### Selection
★ ★ ★ ★

Haire is also planning a five-year documentation project, where she’ll use lidar and GIS applications to plot every grave and figure out who each headstone belongs to. She’s hoping to produce a digitized map of the land.

“Once we get this interactive map built with all of the transcriptions entered in from the headstones, that’s going to open up a world of possibilities in terms of descendants being able to visit their ancestors’ burial ground,” she says. “Also in terms of finding more of these uncovered stories that I know are there, but we just have to put names to some of these people in order to find them first.”

Stefanie Haire scrubs headstones and, with volunteers, places tiny blue flags next to the freshly cleaned ones.
Stefanie Haire scrubs headstones and, with volunteers, places tiny blue flags next to the freshly cleaned ones. Courtesy Stefanie Haire

Some of Pleasant Garden’s most well-known inhabitants were victims of racialized violence during the Jim Crow era. Chattanooga’s last lynching victim, Ed Johnson, is likely the most visited gravesite in the cemetery. Leroy Wright, one of the Scottsboro boys, is also among the documented buried.

But architect Farida Abu-Bakare says it can be challenging to track historical information for Jim-Crow-era cemeteries. Written records put the figure of people buried at Pleasant Garden between 10,000 and 12,000. Preliminary survey results of the grounds estimate the actual number is double.

“Records from that period may be incomplete, lost, or never formally recorded, especially for marginalized groups like African Americans,” says Abu-Bakare, who’s the director of Global Practice for WXY Architecture and Urban Design. “The task often requires extensive research, including the use of historical documents, oral histories, and archaeological methods to identify unmarked graves.”

Research into the records is just beginning, but a handful of people are already learning about ancestors that are buried in Pleasant Garden. Horace Brazelton’s descendants now know where he’s buried in the cemetery. Beverly Foster, the founder of Walker County, Georgia’s African American Museum, found her aunt’s grave. She’s still looking for the headstone of her great-grandmother who’s buried there, according to her death certificate.

Donivan Brown is another who discovered a lost relative in the cemetery. He helps coordinate quarterly cleanup days with the African American Cemetery Preservation Fund, and he found out he had a cousin who was born and died on the same day in 1965.

★ ★ ★ ★

### Dataset records

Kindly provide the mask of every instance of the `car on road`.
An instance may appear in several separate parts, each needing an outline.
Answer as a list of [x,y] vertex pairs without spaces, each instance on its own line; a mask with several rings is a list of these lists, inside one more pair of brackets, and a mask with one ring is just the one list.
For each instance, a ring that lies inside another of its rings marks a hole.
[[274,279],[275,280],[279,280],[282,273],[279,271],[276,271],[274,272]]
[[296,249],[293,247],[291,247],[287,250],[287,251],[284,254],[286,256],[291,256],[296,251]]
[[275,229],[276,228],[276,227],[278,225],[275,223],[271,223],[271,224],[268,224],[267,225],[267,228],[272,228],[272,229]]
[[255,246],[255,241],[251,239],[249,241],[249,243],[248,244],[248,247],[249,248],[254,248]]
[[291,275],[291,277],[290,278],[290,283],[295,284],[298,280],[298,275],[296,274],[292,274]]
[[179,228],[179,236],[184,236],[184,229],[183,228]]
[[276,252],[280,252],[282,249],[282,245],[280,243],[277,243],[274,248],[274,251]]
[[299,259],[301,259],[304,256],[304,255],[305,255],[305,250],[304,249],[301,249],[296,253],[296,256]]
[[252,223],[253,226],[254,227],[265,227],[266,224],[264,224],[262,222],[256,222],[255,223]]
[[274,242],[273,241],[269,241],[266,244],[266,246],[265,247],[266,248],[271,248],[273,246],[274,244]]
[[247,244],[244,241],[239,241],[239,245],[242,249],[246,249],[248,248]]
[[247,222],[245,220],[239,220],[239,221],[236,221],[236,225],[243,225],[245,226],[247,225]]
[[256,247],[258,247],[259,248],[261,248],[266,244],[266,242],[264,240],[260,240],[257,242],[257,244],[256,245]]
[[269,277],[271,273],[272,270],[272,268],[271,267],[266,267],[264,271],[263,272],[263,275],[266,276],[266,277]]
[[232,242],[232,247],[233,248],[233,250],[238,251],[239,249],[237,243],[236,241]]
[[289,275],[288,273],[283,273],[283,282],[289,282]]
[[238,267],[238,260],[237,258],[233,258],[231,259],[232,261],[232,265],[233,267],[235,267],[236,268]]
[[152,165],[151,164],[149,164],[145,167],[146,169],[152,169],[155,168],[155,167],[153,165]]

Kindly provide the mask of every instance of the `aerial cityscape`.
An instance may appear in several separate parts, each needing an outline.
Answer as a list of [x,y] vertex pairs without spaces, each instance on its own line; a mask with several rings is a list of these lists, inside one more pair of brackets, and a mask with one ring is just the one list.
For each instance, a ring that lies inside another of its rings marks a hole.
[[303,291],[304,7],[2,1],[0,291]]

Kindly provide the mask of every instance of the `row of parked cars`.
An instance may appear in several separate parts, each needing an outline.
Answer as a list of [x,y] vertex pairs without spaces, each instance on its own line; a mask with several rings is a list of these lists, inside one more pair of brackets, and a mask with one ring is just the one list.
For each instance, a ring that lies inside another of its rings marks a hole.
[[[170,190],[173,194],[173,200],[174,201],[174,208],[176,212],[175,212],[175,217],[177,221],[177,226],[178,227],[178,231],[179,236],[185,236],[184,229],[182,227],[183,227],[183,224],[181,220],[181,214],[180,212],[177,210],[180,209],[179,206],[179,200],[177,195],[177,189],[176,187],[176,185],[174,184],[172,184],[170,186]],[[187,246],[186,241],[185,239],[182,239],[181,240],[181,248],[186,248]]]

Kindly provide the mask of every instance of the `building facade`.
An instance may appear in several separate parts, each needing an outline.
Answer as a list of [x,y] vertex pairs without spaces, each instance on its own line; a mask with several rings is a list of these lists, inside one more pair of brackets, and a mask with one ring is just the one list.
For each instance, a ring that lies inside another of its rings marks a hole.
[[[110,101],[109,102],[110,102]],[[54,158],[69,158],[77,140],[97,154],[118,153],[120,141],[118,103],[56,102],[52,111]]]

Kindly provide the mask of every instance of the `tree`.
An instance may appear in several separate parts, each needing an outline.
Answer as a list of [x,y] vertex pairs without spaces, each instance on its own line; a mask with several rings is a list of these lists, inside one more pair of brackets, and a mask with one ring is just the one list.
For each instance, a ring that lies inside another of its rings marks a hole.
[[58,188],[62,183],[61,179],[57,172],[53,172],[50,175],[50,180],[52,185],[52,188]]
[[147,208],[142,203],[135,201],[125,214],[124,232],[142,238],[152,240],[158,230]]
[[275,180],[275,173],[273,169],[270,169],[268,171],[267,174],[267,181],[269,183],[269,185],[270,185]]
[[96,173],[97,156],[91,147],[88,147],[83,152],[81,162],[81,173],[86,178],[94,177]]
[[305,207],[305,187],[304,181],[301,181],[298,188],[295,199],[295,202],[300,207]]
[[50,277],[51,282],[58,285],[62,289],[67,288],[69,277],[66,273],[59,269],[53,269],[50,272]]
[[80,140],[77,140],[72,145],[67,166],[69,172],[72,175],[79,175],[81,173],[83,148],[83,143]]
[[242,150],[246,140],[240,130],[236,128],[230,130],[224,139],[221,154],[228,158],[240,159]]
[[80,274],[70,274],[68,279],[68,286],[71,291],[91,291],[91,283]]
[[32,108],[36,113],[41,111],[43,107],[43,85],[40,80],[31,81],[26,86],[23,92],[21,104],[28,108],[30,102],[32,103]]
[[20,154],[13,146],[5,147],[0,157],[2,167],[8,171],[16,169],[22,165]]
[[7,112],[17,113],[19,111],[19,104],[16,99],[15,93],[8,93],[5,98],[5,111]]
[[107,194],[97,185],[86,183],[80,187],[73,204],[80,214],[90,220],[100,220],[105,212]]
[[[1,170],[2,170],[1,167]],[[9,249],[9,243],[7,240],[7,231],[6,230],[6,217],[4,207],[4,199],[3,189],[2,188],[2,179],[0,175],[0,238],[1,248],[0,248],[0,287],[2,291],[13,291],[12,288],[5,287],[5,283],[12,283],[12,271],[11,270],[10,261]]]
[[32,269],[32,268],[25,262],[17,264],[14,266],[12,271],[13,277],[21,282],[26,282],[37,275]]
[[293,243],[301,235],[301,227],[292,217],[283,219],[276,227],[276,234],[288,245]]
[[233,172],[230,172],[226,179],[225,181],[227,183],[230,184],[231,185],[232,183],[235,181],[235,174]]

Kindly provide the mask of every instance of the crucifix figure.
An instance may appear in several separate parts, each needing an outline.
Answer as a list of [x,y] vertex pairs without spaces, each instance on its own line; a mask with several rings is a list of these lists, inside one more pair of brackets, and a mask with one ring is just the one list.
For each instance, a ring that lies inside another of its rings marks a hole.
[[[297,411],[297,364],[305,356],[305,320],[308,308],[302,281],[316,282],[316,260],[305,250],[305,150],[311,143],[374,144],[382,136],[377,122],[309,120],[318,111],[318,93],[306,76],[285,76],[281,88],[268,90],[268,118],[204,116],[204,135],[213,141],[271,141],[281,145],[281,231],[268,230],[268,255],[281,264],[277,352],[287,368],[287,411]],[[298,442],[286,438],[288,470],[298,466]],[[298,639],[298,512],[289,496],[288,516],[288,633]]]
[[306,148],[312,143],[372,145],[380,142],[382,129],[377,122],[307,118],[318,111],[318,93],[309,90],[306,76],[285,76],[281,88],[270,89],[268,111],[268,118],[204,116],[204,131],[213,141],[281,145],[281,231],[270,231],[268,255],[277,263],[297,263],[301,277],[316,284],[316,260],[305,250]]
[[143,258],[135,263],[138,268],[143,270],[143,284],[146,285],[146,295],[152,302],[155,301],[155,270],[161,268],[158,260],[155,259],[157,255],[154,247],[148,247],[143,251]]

★ ★ ★ ★

### Tasks to perform
1 > List every person named in the passage on Pleasant Garden cemetery.
2 > According to the passage on Pleasant Garden cemetery, how many people do written records say are buried there?
3 > Translate this sentence from the passage on Pleasant Garden cemetery into Spanish: "Horace Brazelton’s descendants now know where he’s buried in the cemetery."

### Solutions per task
1 >
Stefanie Haire
Ed Johnson
Leroy Wright
Farida Abu-Bakare
Horace Brazelton
Beverly Foster
Donivan Brown

2 > Between 10,000 and 12,000.

3 > Los descendientes de Horace Brazelton ahora saben dónde está enterrado en el cementerio.